■ What you should do
Transcribe all of the records precisely as they are presented.

■ Point localization data

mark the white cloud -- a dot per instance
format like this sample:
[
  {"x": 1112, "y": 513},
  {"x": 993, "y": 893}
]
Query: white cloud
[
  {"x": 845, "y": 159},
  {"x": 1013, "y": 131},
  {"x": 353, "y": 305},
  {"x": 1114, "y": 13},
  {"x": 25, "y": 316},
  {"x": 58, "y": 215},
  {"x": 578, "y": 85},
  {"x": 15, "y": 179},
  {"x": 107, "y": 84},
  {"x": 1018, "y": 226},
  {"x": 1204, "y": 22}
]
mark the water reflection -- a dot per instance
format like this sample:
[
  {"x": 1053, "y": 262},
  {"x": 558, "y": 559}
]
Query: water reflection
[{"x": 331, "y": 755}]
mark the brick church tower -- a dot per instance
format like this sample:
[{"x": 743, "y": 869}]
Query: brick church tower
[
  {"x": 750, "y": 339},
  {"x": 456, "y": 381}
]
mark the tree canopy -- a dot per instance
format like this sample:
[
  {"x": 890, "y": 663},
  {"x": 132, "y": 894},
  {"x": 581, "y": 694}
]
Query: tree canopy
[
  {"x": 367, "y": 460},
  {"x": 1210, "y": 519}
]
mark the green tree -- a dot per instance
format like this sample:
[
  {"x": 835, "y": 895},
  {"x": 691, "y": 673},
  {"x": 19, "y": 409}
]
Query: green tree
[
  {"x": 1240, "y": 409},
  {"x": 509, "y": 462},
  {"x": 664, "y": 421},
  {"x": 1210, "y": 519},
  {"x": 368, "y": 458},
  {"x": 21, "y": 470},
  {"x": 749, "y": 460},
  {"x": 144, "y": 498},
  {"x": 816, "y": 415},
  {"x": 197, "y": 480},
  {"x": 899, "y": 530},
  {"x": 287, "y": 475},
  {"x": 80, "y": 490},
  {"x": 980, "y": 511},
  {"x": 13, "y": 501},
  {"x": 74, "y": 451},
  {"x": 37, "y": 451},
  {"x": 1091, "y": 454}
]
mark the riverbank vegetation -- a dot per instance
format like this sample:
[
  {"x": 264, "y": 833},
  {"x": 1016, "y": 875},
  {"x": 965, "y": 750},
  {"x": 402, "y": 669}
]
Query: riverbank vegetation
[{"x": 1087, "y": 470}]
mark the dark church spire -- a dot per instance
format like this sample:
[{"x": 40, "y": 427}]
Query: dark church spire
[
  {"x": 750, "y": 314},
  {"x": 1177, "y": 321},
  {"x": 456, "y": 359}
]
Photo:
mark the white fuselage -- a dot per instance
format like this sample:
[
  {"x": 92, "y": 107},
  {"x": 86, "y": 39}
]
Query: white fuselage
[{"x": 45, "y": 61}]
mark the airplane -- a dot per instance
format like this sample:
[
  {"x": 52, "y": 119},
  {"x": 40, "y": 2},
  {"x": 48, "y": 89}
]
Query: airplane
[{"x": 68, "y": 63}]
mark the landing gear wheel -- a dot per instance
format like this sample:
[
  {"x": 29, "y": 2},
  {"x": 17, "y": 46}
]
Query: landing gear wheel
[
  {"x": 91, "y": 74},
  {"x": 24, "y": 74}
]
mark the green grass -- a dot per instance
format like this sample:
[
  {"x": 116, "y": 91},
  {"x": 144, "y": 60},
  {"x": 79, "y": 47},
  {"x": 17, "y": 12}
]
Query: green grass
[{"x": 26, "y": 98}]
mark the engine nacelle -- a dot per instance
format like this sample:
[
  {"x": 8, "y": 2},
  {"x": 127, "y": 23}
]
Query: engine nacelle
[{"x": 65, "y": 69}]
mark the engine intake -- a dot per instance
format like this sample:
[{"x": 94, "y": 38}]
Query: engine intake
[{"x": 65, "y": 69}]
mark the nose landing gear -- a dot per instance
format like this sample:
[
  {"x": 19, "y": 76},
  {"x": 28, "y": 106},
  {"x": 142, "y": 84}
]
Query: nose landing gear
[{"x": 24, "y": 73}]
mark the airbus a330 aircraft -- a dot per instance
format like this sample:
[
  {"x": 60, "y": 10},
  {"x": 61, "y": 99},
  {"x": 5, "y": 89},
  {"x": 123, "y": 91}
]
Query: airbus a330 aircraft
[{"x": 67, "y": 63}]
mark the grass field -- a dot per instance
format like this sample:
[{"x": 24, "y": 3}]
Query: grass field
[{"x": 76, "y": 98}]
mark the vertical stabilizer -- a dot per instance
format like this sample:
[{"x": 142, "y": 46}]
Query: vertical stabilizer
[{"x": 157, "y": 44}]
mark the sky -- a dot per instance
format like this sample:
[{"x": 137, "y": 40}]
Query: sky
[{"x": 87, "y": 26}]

■ Response to this exercise
mark the white cloud -- a dot per instance
format like this sample:
[
  {"x": 1112, "y": 513},
  {"x": 993, "y": 893}
]
Query: white cloud
[
  {"x": 845, "y": 159},
  {"x": 1013, "y": 131},
  {"x": 353, "y": 305},
  {"x": 1114, "y": 13},
  {"x": 25, "y": 316},
  {"x": 58, "y": 215},
  {"x": 578, "y": 85},
  {"x": 15, "y": 179},
  {"x": 107, "y": 84},
  {"x": 1018, "y": 226},
  {"x": 1204, "y": 22}
]
mark the water reflection -- a dot per instance
format like this sample:
[
  {"x": 1053, "y": 262},
  {"x": 558, "y": 559}
]
Query: water reflection
[{"x": 331, "y": 755}]
mark the brick church tower -- a dot per instance
format like this sample:
[{"x": 743, "y": 869}]
Query: brick church tower
[
  {"x": 750, "y": 339},
  {"x": 456, "y": 381}
]
mark the tree canopy -- a dot per instance
format like this sample:
[
  {"x": 890, "y": 663},
  {"x": 132, "y": 894},
  {"x": 581, "y": 694}
]
Query: tree canopy
[
  {"x": 367, "y": 460},
  {"x": 1210, "y": 519}
]
mark the green tree -- a dot per instance
format like this sample:
[
  {"x": 835, "y": 895},
  {"x": 691, "y": 673},
  {"x": 19, "y": 409}
]
Query: green tree
[
  {"x": 1240, "y": 409},
  {"x": 509, "y": 462},
  {"x": 664, "y": 421},
  {"x": 1210, "y": 519},
  {"x": 368, "y": 458},
  {"x": 21, "y": 470},
  {"x": 749, "y": 460},
  {"x": 144, "y": 498},
  {"x": 816, "y": 415},
  {"x": 197, "y": 480},
  {"x": 899, "y": 530},
  {"x": 287, "y": 475},
  {"x": 80, "y": 490},
  {"x": 980, "y": 511},
  {"x": 13, "y": 501},
  {"x": 74, "y": 451},
  {"x": 37, "y": 451},
  {"x": 1091, "y": 454}
]
mark the riverbank vegetation -- a dot per instance
format like this sample:
[
  {"x": 264, "y": 833},
  {"x": 1016, "y": 875},
  {"x": 965, "y": 750},
  {"x": 402, "y": 669}
]
Query: riverbank vegetation
[{"x": 1087, "y": 470}]
mark the dark church spire -- a dot per instance
format like this sample:
[{"x": 40, "y": 427}]
Query: dark church spire
[
  {"x": 750, "y": 314},
  {"x": 1177, "y": 321},
  {"x": 456, "y": 359}
]
Photo:
mark the white fuselage -- a dot per instance
format like this sample:
[
  {"x": 92, "y": 107},
  {"x": 86, "y": 39}
]
Query: white fuselage
[{"x": 45, "y": 61}]
mark the airplane -- a dot per instance
format like this sample:
[
  {"x": 52, "y": 119},
  {"x": 40, "y": 2},
  {"x": 48, "y": 89}
]
Query: airplane
[{"x": 68, "y": 63}]
mark the landing gear wheel -- a dot per instance
format like this sample:
[
  {"x": 29, "y": 2},
  {"x": 17, "y": 46}
]
Query: landing gear wheel
[
  {"x": 91, "y": 74},
  {"x": 24, "y": 74}
]
mark the green grass -- a dot per instance
format like this sample:
[
  {"x": 116, "y": 91},
  {"x": 144, "y": 60},
  {"x": 79, "y": 47},
  {"x": 17, "y": 12}
]
Query: green grass
[{"x": 26, "y": 98}]
mark the engine nacelle -- a dot per instance
format like this sample:
[
  {"x": 8, "y": 2},
  {"x": 127, "y": 23}
]
Query: engine nacelle
[{"x": 65, "y": 69}]
mark the engine intake -- a dot per instance
format like this sample:
[{"x": 94, "y": 38}]
Query: engine intake
[{"x": 65, "y": 69}]
mark the nose landing gear -- a dot per instance
format like this sample:
[
  {"x": 19, "y": 76},
  {"x": 28, "y": 106},
  {"x": 142, "y": 84}
]
Query: nose landing gear
[{"x": 24, "y": 73}]
mark the airbus a330 aircraft -- a dot per instance
format like this sample:
[
  {"x": 60, "y": 10},
  {"x": 61, "y": 99},
  {"x": 5, "y": 89},
  {"x": 123, "y": 91}
]
Query: airbus a330 aircraft
[{"x": 67, "y": 63}]
mark the grass field -- a dot per instance
format like this sample:
[{"x": 24, "y": 3}]
Query: grass field
[{"x": 76, "y": 98}]
mark the vertical stabilizer -- a dot per instance
format like this sample:
[{"x": 142, "y": 46}]
Query: vertical stabilizer
[{"x": 157, "y": 44}]
mark the sky -- a dot per instance
format like this sample:
[{"x": 137, "y": 40}]
Query: sky
[{"x": 87, "y": 26}]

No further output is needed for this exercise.